How to complete this task ->
Reproduce the part of the blog post about switching to WordPress from "So after 3 1/2" up to and including "lot of things.".

Text segment ->

◆ ◆ ◆ ◆ ◆ ◆ ◆

So after 3 1/2 years I finally made the move to WordPress. I can’t exactly say for sure why I felt the need to move, just that I have a ‘restlessness’ at the moment which is making me think that I need to change a lot of things.
To put it bluntly, I’m stuck in a rut.
It may just be the equivalent of ‘gogatsubyou’ (literally ‘May disease’ in Japanese) where everyone starts new jobs and new schools in April and then the reality of the new being, at best, the same and at worst, worse than the old hits home about a month later. So I entered 2009 with excitement(?) for the fresh beginning, but the reality of nothing really changing has hit home now.

◆ ◆ ◆ ◆ ◆ ◆ ◆

Dataset excerpts ->
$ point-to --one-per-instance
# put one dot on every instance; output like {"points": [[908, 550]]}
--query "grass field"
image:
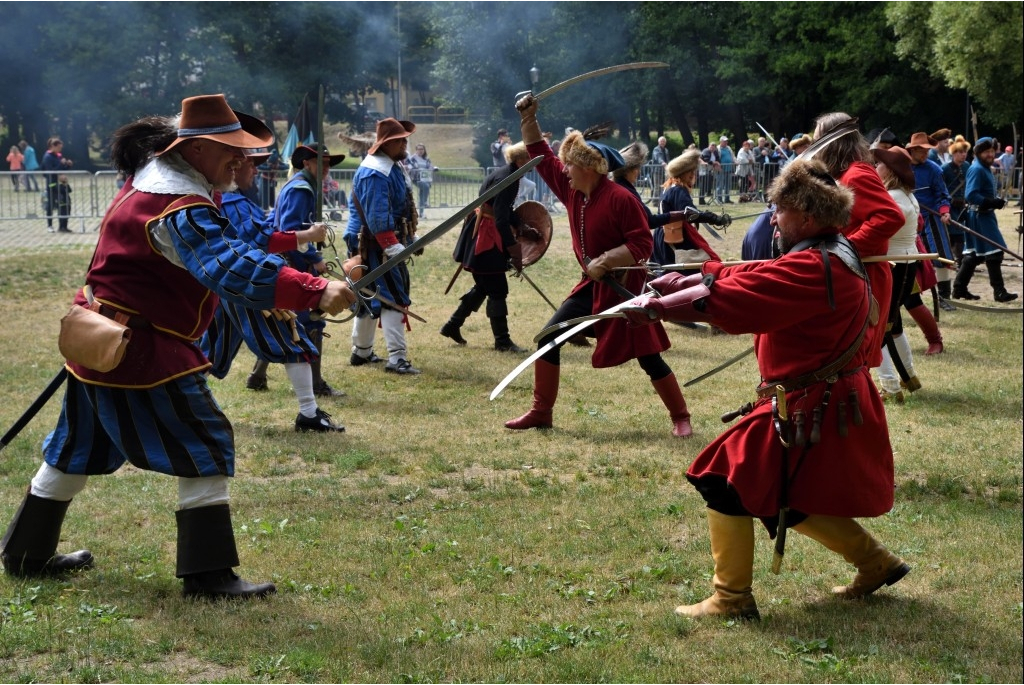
{"points": [[429, 544]]}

◆ ◆ ◆ ◆ ◆ ◆ ◆

Your solution ->
So after 3 1/2 years I finally made the move to WordPress. I can’t exactly say for sure why I felt the need to move, just that I have a ‘restlessness’ at the moment which is making me think that I need to change a lot of things.